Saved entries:

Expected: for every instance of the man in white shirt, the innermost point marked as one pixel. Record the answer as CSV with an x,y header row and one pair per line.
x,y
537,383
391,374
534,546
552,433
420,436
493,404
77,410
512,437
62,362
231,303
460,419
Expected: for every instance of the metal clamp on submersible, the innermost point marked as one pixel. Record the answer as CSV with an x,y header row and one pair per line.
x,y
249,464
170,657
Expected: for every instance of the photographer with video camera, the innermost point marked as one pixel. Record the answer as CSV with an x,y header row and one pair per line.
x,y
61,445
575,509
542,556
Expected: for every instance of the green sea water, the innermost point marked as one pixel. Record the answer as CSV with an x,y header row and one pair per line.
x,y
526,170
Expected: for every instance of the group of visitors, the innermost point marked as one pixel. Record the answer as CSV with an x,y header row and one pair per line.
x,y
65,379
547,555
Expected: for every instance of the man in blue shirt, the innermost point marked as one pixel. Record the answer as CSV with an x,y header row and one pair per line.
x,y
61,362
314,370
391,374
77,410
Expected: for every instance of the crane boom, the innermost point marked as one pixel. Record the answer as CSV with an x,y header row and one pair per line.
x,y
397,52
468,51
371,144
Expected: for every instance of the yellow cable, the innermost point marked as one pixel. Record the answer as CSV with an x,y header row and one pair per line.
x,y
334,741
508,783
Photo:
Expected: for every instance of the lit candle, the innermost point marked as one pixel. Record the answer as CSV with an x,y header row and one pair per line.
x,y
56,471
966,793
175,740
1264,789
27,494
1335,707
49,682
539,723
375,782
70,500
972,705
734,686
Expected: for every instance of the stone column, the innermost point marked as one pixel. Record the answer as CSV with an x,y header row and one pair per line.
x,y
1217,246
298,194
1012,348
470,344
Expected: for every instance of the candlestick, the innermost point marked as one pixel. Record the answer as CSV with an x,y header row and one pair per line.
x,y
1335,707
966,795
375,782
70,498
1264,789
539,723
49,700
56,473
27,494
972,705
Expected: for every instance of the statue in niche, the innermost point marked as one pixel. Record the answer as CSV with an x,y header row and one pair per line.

**What the task asks:** Find the line that contains "Expected: for every instance of the candlestick, the". Restate it and all lines after it exactly, ending with the final line of the data.

**Output for this exercise:**
Expected: for every instance of the candlestick, the innermost point marked as one pixel. Record the answer as CSV with an x,y header row and one pair per line.
x,y
1335,707
966,795
375,782
70,498
1264,789
539,723
49,700
56,473
27,494
972,705
Expected: for every instance of the statue in niche, the innermost point marked as one pixel. Record the answer as CSV with an x,y header row and one pair per line.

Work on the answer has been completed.